GIVEN PROBLEM: Retype everything in the listing, leaving each line exactly as it is.

RECORDS PROVIDED:

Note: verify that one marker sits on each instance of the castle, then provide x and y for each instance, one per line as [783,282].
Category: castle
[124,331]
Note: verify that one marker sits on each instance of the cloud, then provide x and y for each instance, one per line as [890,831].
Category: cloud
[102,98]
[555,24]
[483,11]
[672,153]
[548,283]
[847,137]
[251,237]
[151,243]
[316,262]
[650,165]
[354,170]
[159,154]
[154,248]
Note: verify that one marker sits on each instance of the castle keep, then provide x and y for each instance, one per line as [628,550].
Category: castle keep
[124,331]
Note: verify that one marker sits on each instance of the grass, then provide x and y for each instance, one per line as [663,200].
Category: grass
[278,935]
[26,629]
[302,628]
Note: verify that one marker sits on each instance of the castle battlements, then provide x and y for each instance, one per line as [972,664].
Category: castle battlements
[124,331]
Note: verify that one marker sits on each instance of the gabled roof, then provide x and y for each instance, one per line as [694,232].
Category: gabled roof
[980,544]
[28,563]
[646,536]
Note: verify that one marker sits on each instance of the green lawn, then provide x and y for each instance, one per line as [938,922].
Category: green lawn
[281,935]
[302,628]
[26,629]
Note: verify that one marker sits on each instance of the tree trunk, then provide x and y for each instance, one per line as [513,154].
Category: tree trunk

RESULT:
Note: verify that one marker sits on each instance of the castle, then provide x and y for each instance, one per line as [783,282].
Category: castle
[124,331]
Note: verify that one marker sits on each instance of the cloud, then provide x and y for each instance, one per line as [890,831].
Category: cloud
[102,98]
[555,24]
[483,11]
[672,153]
[548,283]
[847,137]
[251,237]
[151,243]
[316,262]
[650,165]
[354,170]
[159,154]
[154,248]
Note: verify that one marker sits on each instance of the castle keep, then provide x and y for each instance, one per line as [628,550].
Category: castle keep
[124,331]
Note: verify that one marker sits on each instance of the grass, then provide x and y for each instance, one per line as [663,200].
Category: grass
[278,935]
[26,629]
[302,628]
Note: verify that one marker sits on each instance of the castle battlements, then provide x and y for each instance, one per line as [972,664].
Category: castle battlements
[124,331]
Note: verify that one marker sits on each instance of the gabled roof, then provide x and y for each instance, one per line as [694,232].
Category: gabled roof
[980,544]
[28,563]
[646,536]
Note: verify that one marker sits on each instance of the green lawn, then provide x and y for each instance, one per line as [938,922].
Category: green lawn
[281,935]
[302,628]
[26,629]
Note: verify that one marker sits on each instance of the tree trunk, then provide x and y for each instance, one per line as [513,154].
Category: tree trunk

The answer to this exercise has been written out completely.